• Task
Turn the stretch of lines from the very first one through the one containing "(69, 74), (104, 131)" into a JSON list of strings, one string per line, with blank lines left out.

• Records for this exercise
-- Start --

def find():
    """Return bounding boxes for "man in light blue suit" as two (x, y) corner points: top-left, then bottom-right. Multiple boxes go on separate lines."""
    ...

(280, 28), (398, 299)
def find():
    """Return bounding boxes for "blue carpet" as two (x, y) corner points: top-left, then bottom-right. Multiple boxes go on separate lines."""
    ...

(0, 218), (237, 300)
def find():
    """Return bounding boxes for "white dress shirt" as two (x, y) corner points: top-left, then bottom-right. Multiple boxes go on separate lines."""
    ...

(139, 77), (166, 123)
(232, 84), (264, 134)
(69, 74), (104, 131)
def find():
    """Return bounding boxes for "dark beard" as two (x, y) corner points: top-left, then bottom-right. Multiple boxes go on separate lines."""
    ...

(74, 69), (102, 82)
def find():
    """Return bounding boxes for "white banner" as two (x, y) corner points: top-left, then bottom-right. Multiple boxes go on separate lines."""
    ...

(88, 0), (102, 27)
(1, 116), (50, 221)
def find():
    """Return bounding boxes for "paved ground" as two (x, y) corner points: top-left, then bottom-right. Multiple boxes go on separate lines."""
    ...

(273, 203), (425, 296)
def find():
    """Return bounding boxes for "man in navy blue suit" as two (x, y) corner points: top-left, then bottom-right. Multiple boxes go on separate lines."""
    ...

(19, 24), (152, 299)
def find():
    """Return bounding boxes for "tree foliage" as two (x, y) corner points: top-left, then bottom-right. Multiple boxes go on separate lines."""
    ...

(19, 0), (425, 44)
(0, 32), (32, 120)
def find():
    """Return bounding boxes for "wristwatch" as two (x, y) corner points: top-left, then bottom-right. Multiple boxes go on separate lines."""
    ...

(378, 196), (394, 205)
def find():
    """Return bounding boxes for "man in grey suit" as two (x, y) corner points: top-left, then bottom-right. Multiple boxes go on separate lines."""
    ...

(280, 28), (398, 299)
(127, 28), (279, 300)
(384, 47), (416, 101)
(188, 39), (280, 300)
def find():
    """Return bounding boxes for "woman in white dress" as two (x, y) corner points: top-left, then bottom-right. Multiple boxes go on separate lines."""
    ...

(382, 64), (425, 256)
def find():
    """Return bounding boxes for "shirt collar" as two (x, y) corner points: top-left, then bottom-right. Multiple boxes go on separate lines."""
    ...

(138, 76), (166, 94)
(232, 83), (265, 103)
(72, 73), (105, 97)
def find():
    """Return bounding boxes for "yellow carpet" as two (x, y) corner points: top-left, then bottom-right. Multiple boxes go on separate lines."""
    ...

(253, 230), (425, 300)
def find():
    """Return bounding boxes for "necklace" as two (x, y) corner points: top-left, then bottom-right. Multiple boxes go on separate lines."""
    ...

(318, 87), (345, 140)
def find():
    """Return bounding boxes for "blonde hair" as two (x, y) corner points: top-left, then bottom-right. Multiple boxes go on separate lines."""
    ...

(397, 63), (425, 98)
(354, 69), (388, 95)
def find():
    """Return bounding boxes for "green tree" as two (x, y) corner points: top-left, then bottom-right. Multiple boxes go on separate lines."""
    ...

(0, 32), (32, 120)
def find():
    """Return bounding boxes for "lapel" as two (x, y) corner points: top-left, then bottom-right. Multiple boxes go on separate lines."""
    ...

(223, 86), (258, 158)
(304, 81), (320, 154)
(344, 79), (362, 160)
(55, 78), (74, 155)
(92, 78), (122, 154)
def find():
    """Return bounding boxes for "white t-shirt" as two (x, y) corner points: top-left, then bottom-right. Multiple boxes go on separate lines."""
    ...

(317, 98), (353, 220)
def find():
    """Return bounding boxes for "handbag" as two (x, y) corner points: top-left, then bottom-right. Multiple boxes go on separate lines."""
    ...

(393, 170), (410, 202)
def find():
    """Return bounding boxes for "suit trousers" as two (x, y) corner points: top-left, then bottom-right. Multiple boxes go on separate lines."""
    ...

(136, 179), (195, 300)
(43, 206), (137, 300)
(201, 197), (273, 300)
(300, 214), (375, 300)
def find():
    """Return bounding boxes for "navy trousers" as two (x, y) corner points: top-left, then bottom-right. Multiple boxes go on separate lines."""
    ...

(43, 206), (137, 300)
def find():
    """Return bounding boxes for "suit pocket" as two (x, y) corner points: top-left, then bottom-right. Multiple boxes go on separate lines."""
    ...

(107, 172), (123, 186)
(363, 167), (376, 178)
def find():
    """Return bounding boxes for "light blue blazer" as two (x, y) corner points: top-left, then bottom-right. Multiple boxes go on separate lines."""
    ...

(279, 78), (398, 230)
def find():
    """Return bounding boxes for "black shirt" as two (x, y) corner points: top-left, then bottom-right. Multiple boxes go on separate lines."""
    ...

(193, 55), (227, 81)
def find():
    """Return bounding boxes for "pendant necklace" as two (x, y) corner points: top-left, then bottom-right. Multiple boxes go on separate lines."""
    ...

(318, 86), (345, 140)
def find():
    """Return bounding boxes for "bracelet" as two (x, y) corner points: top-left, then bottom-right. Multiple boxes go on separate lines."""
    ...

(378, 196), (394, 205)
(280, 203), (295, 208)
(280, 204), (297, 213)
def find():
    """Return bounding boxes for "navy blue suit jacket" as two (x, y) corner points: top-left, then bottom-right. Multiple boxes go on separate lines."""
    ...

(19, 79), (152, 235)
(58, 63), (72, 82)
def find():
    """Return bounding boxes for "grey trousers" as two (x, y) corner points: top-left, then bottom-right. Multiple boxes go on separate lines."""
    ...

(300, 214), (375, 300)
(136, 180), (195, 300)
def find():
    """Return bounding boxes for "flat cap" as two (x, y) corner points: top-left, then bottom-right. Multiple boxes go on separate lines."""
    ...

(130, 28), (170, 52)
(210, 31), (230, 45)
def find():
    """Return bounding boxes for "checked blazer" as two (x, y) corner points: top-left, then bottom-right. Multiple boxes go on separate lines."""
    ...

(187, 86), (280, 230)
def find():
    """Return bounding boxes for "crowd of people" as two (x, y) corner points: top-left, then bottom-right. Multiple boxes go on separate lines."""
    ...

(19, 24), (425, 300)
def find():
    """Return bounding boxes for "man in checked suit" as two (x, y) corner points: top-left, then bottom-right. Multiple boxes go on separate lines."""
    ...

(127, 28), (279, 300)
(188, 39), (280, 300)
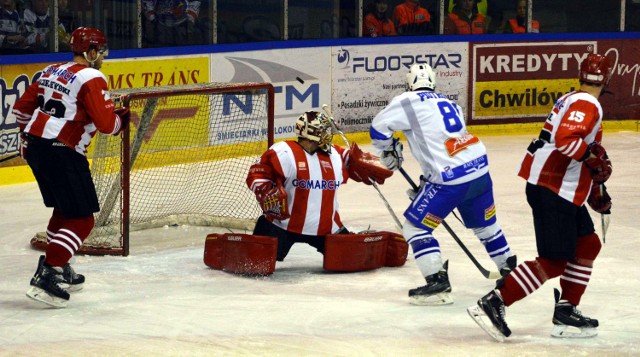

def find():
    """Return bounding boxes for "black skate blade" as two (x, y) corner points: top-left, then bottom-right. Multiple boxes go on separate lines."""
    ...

(551, 325), (598, 338)
(409, 293), (453, 306)
(27, 286), (67, 308)
(60, 282), (84, 293)
(467, 305), (506, 342)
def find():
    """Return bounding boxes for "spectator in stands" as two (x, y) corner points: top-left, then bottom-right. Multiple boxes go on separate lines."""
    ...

(58, 0), (78, 52)
(142, 0), (202, 46)
(393, 0), (433, 36)
(0, 0), (29, 54)
(23, 0), (51, 52)
(478, 0), (510, 33)
(447, 0), (490, 16)
(504, 0), (540, 33)
(444, 0), (487, 35)
(362, 0), (397, 37)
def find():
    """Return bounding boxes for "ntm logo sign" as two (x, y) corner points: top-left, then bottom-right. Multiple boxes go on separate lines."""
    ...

(222, 83), (320, 115)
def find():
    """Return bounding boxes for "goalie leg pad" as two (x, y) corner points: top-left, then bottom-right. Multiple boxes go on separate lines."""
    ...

(204, 233), (278, 275)
(323, 233), (388, 272)
(381, 232), (409, 267)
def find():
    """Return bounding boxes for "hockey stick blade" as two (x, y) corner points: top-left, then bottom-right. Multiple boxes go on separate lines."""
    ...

(0, 153), (20, 162)
(398, 167), (502, 280)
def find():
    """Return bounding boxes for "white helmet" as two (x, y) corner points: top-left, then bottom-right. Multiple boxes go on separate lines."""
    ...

(407, 63), (436, 90)
(296, 111), (333, 152)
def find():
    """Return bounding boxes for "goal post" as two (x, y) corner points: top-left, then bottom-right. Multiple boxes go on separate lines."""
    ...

(31, 83), (274, 256)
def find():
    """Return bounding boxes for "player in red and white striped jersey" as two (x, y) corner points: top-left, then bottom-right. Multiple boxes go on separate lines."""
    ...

(13, 27), (129, 307)
(469, 53), (612, 340)
(247, 111), (392, 261)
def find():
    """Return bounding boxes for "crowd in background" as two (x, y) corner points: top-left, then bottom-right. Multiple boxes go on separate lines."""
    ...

(0, 0), (640, 54)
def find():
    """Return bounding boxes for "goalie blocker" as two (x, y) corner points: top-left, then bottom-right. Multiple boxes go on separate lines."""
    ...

(204, 232), (409, 275)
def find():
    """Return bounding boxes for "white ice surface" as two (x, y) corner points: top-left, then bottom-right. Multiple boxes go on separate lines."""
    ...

(0, 132), (640, 356)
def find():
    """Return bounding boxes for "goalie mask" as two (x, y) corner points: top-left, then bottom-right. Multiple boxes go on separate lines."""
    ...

(296, 111), (333, 152)
(579, 53), (611, 85)
(407, 63), (436, 91)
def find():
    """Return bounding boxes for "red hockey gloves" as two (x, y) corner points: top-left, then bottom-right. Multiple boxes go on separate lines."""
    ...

(347, 143), (393, 185)
(587, 183), (611, 214)
(256, 185), (291, 221)
(18, 133), (29, 161)
(113, 107), (131, 134)
(584, 142), (613, 184)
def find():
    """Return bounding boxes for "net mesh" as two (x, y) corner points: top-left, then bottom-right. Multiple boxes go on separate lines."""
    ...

(33, 83), (273, 255)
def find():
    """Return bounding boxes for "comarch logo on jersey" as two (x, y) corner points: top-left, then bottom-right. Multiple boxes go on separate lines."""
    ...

(291, 179), (340, 190)
(344, 53), (462, 73)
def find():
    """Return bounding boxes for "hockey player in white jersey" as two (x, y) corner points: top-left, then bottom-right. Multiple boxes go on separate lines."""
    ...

(370, 64), (516, 305)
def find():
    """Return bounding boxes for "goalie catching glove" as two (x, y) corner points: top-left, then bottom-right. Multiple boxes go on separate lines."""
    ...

(347, 143), (393, 185)
(256, 184), (291, 221)
(113, 107), (131, 134)
(587, 183), (611, 214)
(584, 142), (613, 184)
(380, 138), (404, 170)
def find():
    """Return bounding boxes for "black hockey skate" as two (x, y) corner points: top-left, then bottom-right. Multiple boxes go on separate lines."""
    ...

(60, 263), (84, 292)
(27, 256), (69, 307)
(551, 289), (598, 338)
(409, 260), (453, 305)
(36, 255), (84, 292)
(467, 290), (511, 342)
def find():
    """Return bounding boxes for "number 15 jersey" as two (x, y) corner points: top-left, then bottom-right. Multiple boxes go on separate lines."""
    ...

(518, 91), (602, 206)
(369, 91), (489, 185)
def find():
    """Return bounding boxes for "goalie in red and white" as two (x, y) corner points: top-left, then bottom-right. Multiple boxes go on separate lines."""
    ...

(240, 111), (404, 271)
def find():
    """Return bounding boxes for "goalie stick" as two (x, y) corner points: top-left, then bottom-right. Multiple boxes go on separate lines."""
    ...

(398, 167), (502, 279)
(322, 104), (402, 232)
(600, 184), (611, 243)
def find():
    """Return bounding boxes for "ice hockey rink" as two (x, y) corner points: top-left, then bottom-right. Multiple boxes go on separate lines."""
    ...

(0, 131), (640, 356)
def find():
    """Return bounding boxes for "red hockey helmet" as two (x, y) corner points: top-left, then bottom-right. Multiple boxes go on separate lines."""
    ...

(580, 53), (611, 84)
(69, 27), (108, 53)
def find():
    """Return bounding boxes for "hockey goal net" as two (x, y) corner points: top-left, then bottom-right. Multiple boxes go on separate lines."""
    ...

(31, 83), (274, 256)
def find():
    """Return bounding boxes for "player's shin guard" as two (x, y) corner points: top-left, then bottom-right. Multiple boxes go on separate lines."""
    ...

(403, 221), (442, 277)
(473, 223), (512, 269)
(46, 215), (94, 267)
(47, 208), (64, 243)
(499, 258), (565, 306)
(560, 233), (602, 305)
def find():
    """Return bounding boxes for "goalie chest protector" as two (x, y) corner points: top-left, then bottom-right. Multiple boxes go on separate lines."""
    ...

(204, 233), (278, 275)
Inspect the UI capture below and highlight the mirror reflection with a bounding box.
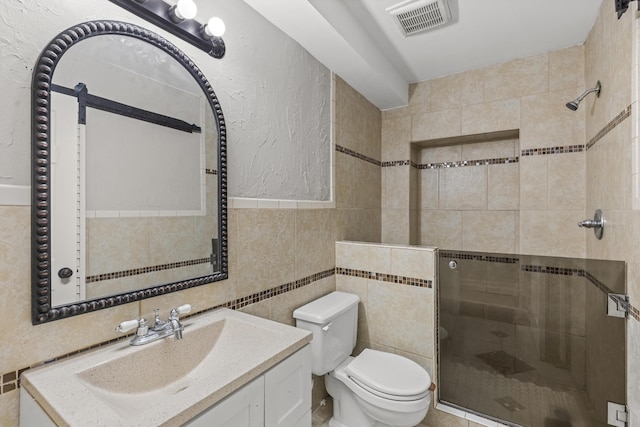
[34,21,226,323]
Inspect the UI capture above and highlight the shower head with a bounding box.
[566,80,602,111]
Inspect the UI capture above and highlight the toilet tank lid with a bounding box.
[293,291,360,324]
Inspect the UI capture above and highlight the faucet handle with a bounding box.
[116,319,140,333]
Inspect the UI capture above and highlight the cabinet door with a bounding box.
[264,345,311,427]
[185,376,265,427]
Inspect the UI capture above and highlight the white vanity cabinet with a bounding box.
[184,378,264,427]
[185,345,311,427]
[175,345,311,427]
[20,308,311,427]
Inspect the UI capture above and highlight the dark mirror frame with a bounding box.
[31,21,228,325]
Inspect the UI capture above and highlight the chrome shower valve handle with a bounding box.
[578,209,605,240]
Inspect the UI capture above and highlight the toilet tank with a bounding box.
[293,292,360,375]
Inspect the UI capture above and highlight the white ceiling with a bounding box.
[244,0,614,110]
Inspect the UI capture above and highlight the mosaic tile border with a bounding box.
[0,268,336,395]
[382,160,418,168]
[336,144,382,166]
[336,267,433,288]
[520,144,585,157]
[587,105,631,150]
[417,157,520,169]
[85,257,211,283]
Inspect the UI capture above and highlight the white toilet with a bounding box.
[293,292,431,427]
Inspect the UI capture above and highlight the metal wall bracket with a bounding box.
[607,294,631,318]
[607,402,629,427]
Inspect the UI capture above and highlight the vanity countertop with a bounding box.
[21,308,311,427]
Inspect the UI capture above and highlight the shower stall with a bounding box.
[437,250,626,427]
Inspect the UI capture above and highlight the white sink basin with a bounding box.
[22,308,311,426]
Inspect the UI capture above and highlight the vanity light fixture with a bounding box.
[109,0,226,59]
[169,0,198,24]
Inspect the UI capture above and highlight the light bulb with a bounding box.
[204,16,226,37]
[171,0,198,21]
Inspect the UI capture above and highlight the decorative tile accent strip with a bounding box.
[336,144,382,166]
[336,267,433,288]
[214,268,336,314]
[417,157,520,169]
[440,251,520,264]
[587,105,631,150]
[382,160,417,168]
[520,144,585,157]
[85,258,211,283]
[520,264,586,277]
[0,268,336,395]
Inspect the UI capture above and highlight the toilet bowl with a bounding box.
[294,292,432,427]
[325,349,431,427]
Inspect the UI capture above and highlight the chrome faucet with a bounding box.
[116,304,191,345]
[169,307,184,340]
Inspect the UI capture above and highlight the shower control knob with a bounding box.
[58,267,73,279]
[578,209,605,240]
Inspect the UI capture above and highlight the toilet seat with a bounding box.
[344,349,431,401]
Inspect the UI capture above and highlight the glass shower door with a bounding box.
[437,250,626,427]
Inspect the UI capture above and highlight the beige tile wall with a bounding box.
[333,77,382,246]
[336,242,437,426]
[382,46,586,257]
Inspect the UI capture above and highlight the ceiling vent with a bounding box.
[386,0,451,36]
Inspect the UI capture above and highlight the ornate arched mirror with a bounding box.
[32,21,228,324]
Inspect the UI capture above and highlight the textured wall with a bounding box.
[0,0,331,200]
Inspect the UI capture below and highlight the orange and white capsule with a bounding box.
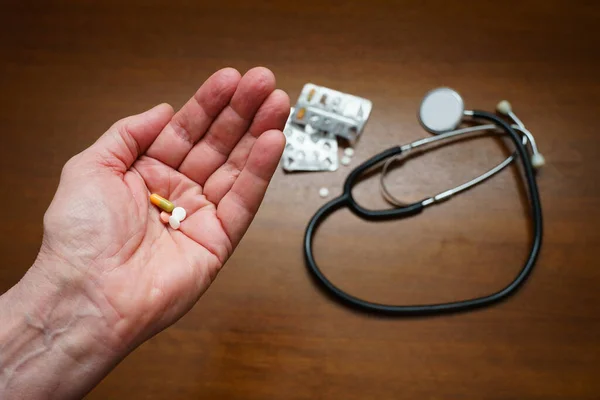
[150,193,175,212]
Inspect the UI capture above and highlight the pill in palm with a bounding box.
[171,207,187,222]
[169,215,181,229]
[150,193,175,212]
[160,211,170,224]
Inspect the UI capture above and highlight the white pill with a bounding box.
[171,207,187,222]
[169,215,181,229]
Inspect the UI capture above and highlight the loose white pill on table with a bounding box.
[169,215,181,229]
[171,207,187,222]
[319,188,329,198]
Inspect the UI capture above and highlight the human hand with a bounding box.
[29,68,290,347]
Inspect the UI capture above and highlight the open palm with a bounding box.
[40,68,289,342]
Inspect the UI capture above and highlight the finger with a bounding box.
[147,68,240,168]
[179,67,275,185]
[88,104,173,173]
[204,89,290,204]
[217,130,285,247]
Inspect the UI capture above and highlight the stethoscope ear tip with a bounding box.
[531,153,546,169]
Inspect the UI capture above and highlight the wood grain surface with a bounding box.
[0,0,600,399]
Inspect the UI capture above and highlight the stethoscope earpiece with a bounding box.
[304,88,545,315]
[419,87,465,134]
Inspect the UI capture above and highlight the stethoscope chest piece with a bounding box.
[419,87,465,134]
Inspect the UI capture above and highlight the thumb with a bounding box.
[82,104,174,173]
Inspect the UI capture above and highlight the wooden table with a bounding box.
[0,0,600,400]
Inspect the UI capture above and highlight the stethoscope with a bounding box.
[304,88,545,315]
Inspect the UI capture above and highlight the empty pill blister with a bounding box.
[281,124,338,171]
[291,83,373,141]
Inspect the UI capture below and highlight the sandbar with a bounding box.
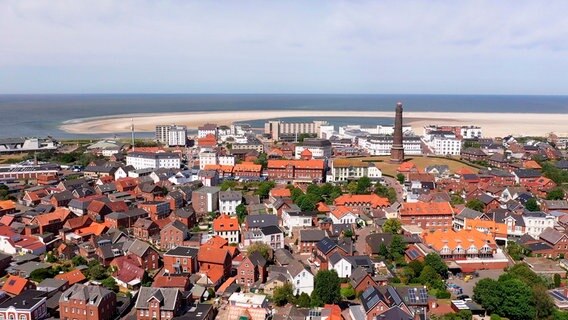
[60,110,568,137]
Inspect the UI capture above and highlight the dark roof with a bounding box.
[514,169,542,179]
[260,226,283,236]
[316,237,337,254]
[0,290,46,310]
[300,229,325,242]
[164,246,199,257]
[245,214,278,228]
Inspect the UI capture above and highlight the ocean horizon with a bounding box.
[0,94,568,138]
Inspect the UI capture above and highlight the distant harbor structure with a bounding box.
[390,102,404,163]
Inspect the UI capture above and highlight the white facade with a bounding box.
[219,199,242,215]
[460,126,482,139]
[288,269,314,295]
[424,135,462,156]
[359,136,422,156]
[126,152,181,170]
[523,213,554,239]
[199,151,217,170]
[215,230,240,243]
[217,156,235,166]
[328,257,353,278]
[282,210,312,233]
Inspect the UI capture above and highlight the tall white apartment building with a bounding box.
[156,125,187,147]
[126,152,181,170]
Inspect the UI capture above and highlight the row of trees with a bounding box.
[473,263,567,320]
[272,270,341,308]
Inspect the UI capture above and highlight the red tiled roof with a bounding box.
[2,276,29,295]
[55,269,87,286]
[334,194,390,208]
[400,202,454,216]
[268,159,325,170]
[213,214,239,232]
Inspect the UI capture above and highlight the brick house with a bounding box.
[138,201,171,221]
[267,160,325,182]
[160,220,190,250]
[134,287,184,320]
[132,218,160,241]
[236,252,267,287]
[127,239,160,270]
[164,246,199,274]
[59,284,116,320]
[399,202,454,230]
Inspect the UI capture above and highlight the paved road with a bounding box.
[384,177,404,203]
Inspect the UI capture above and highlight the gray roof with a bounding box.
[128,239,150,257]
[274,249,294,266]
[219,189,243,201]
[59,283,115,306]
[539,228,565,244]
[135,287,181,311]
[300,229,325,242]
[245,214,278,229]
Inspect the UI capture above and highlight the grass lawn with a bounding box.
[357,156,479,177]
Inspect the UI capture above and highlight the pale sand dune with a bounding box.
[60,110,568,136]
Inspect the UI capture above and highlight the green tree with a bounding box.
[296,292,312,308]
[554,273,562,288]
[312,270,341,305]
[424,253,448,278]
[236,203,248,223]
[340,284,355,300]
[30,268,57,283]
[525,198,540,212]
[356,176,371,194]
[546,187,564,200]
[101,277,118,292]
[382,219,402,233]
[450,194,465,206]
[256,181,276,199]
[254,152,268,169]
[71,256,87,267]
[247,242,272,261]
[389,234,406,260]
[272,283,294,307]
[219,180,237,191]
[347,181,357,194]
[465,199,485,212]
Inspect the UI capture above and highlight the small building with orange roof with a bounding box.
[0,200,16,216]
[213,214,240,243]
[2,276,36,296]
[399,202,454,230]
[55,269,87,287]
[233,162,262,177]
[415,229,509,273]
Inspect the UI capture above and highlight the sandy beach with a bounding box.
[60,110,568,137]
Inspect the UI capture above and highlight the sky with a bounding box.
[0,0,568,95]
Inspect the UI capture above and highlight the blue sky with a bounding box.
[0,0,568,94]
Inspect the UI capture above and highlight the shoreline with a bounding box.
[59,110,568,137]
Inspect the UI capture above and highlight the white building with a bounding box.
[330,159,383,182]
[156,124,187,147]
[424,131,462,156]
[523,211,554,239]
[197,123,217,138]
[126,152,181,169]
[219,189,243,215]
[282,210,313,234]
[287,260,314,295]
[294,139,331,159]
[359,136,422,156]
[199,151,217,170]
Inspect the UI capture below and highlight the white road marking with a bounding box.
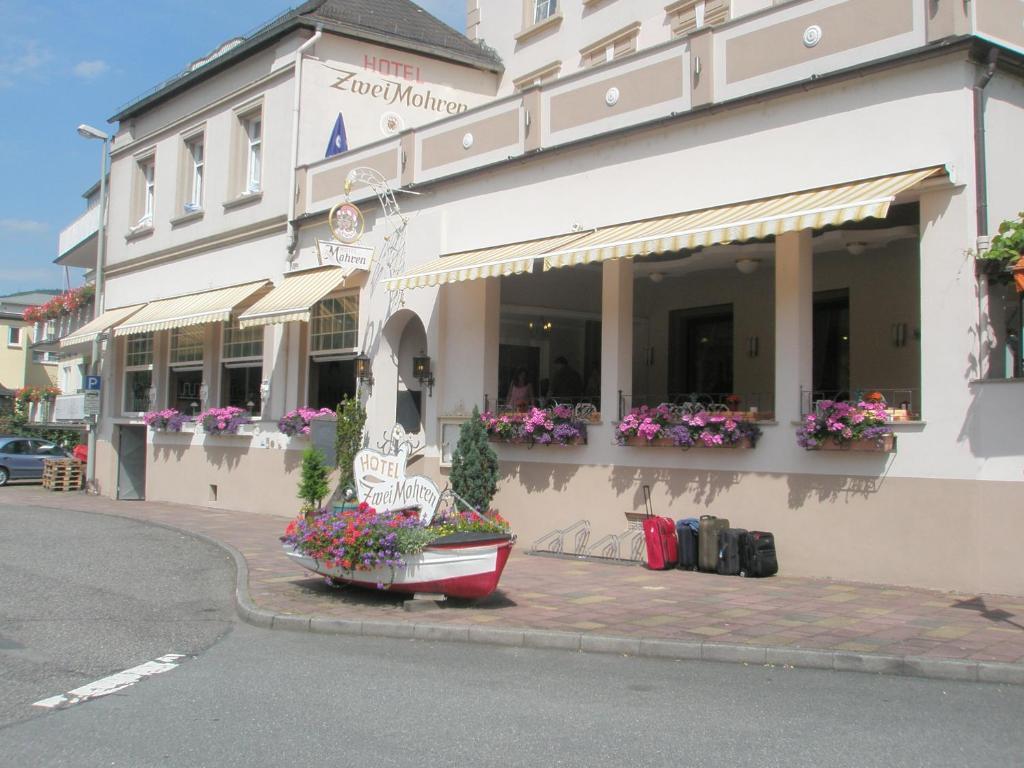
[32,653,184,710]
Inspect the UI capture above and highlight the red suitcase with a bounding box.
[643,485,679,570]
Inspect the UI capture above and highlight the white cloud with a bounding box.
[0,219,50,232]
[72,58,111,80]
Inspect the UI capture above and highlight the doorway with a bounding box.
[117,425,145,501]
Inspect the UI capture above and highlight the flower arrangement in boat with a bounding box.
[142,408,191,432]
[480,406,587,445]
[281,502,509,589]
[797,399,893,449]
[615,402,761,449]
[196,406,252,434]
[278,408,334,436]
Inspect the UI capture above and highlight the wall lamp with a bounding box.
[413,352,434,397]
[355,354,374,389]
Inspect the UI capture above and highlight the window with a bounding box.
[167,326,206,414]
[124,334,153,414]
[131,152,157,229]
[532,0,558,24]
[184,135,205,213]
[242,112,263,195]
[171,326,206,366]
[309,294,359,353]
[665,0,729,37]
[309,293,359,409]
[221,321,263,416]
[669,305,733,402]
[580,22,640,68]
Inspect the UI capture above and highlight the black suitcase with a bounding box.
[676,517,697,570]
[716,528,746,575]
[739,530,778,579]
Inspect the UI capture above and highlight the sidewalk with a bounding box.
[0,485,1024,684]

-- End --

• The result
[
  "def find():",
  "    \"\"\"Return bounding boxes for \"man in light blue suit\" as two (x, y) corner points: top-left, then bottom-right. Multiple boxes go on separate lines.\"\"\"",
  "    ...",
  "(280, 28), (398, 299)",
  "def find():",
  "    \"\"\"Return bounding boxes for \"blue carpet\" as two (x, y) corner points: top-left, then bottom-right. Multiple boxes go on separate lines.\"\"\"",
  "    ...",
  "(0, 218), (237, 300)",
  "def find():",
  "    \"\"\"Return bounding boxes for \"white dress shirt\" as two (x, y) corner points: top-left, then bottom-right. Multiple boxes go on separate lines.\"\"\"",
  "    ...",
  "(139, 77), (166, 123)",
  "(232, 84), (264, 134)",
  "(69, 74), (104, 131)"
]